REQUISITI DEL COMPITO → Prosegui l'articolo sull'attentato del 9 aprile 2018 contro Matteo e Francesco Vinci, scrivendo il seguito dopo la sua ultima frase.

─── ARTICOLO ───

Sara Scarpulla e Francesco Vinci

Filippo De Marco e Antonio Criniti – secondo l’originaria accusa – per sdebitarsi della cessione di  stupefacenti per il costo di settemila euro, avrebbero fabbricato e materialmente posizionato la micidiale bomba che ha fatto saltare in aria l’auto sulla quale il 9 aprile 2018 viaggiavano Matteo Vinci (deceduto) ed il padre Francesco Vinci che è rimasto gravemente ferito.   I reati erano tutti aggravati dalle modalità e dalle finalità mafiose.  I mandanti della spedizione di morte venivano indicati in Rosaria Mancuso, 68 anni, e nel genero Vito Barbara, 33 anni, i quali per tale accusa hanno seguito il processo con rito ordinario dinanzi alla Corte d’Assise di Catanzaro venendo condannati nel dicembre 2021 alla pena dell’ergastolo.
Criniti e De Marco avrebbero quindi approfittato di un momento in cui Francesco Vinci si trovava in una zona isolata in compagnia solo del figlio Matteo Vinci (secondo l’accusa che non ha retto al vaglio del giudice) per portare a termine l’azione criminale culminata con l’esplosione della radio-bomba. L’accusa di omicidio, tentato omicidio, danneggiamento, porto illegale di esplosivo ed estorsione non ha però per loro retto già in primo grado, essendo stati gli imputati condannati solo per il reato di associazione a delinquere finalizzata al narcotraffico. Pantaleone Mancuso (cl  ’63) e il nipote Alessandro Mancuso – nessun legame di parentela diretta con la più famosa famiglia dei Mancuso di Limbadi – in concorso con Vito Barbara, Antonio Criniti, Filippo De Marco e Domenico Bertucci erano accusati di essersi associati stabilmente per la coltivazione, trasporto, spaccio e cessione di sostanze stupefacenti (cocaina, hashish e marijuana).

─── SEZIONE DATI ───

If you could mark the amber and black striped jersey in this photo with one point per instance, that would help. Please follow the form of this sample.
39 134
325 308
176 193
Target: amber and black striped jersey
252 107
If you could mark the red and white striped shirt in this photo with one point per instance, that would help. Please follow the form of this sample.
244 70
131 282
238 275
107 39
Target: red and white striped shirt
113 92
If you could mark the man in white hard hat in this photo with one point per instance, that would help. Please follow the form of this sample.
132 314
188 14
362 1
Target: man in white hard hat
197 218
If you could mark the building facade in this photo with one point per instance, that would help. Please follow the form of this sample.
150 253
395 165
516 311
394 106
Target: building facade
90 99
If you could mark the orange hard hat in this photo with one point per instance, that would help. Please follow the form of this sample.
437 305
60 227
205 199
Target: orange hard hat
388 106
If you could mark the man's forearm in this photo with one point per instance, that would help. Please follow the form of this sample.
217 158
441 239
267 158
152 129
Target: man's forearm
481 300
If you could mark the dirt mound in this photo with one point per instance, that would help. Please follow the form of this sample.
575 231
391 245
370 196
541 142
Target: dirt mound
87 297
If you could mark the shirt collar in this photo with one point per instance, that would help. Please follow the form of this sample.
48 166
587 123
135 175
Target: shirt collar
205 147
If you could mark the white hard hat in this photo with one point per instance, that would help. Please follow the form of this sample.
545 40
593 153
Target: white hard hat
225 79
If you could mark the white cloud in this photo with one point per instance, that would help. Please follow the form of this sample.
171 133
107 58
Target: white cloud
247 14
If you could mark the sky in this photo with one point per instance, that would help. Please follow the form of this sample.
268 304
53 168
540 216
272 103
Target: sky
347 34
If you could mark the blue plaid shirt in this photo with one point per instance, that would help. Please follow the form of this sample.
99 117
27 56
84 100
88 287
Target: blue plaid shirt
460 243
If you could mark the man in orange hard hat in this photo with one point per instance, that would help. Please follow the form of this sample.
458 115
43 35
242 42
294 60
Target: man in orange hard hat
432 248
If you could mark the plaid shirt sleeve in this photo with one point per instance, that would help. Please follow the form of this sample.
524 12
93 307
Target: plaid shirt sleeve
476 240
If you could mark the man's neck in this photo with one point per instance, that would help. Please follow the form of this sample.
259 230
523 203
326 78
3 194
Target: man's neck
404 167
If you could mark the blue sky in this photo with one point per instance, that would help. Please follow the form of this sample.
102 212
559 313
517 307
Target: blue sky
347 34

───

RISPOSTA ALL'ESERCIZIO →
Gli stupefacenti

Rosaria Scarpulla con l'avvocato Giuseppe De Pace
Sara Scarpulla e l’avvocato De Pace

Quale promotore, direttore ed organizzatore dell’associazione veniva indicato Vito Barbara, mentre Antonio Criniti e Filippo De Marco si sarebbero occupati delle modalità di approvvigionamento dello stupefacente. Partecipi all’associazione venivano indicati Pantaleone Mancuso, Alessandro Mancuso e Domenico Bertucci, con Vito Barbara che, grazie all’intermedizione di Pantaleone Mancuso, avrebbe acquistato per conto di soggetti ancora da identificare dieci chili di stupefacente. Nel maggio 2018, Vito Barbara e Pantaleone Mancuso avrebbero poi acquistato sostanza stupefacente, del tipo marijuana, per un quantitativo pari a circa cinque chili da due persone di Rosarno.
I genitori di Matteo Vinci nei confronti di Filippo De Marco e Antonio Criniti si erano costituiti parte civile con l’avvocato Giuseppe De Pace. Vito Barbara era difeso dagli avvocati Giovanni Vecchio e Fabio Costarella, Domenico Bertucci era assistito dagli avvocati Domenico Rosso e Luca Cianferoni, Antonio Criniti dall’avvocato Pamela Tassone, Filippo De Marco dagli avvocati Giuseppe Orecchio e Vincenzo Cicino, Pantaleone Mancuso dall’avvocato Francesco Schimio, Alessandro Mancuso dall’avvocato Salvatore Campisi.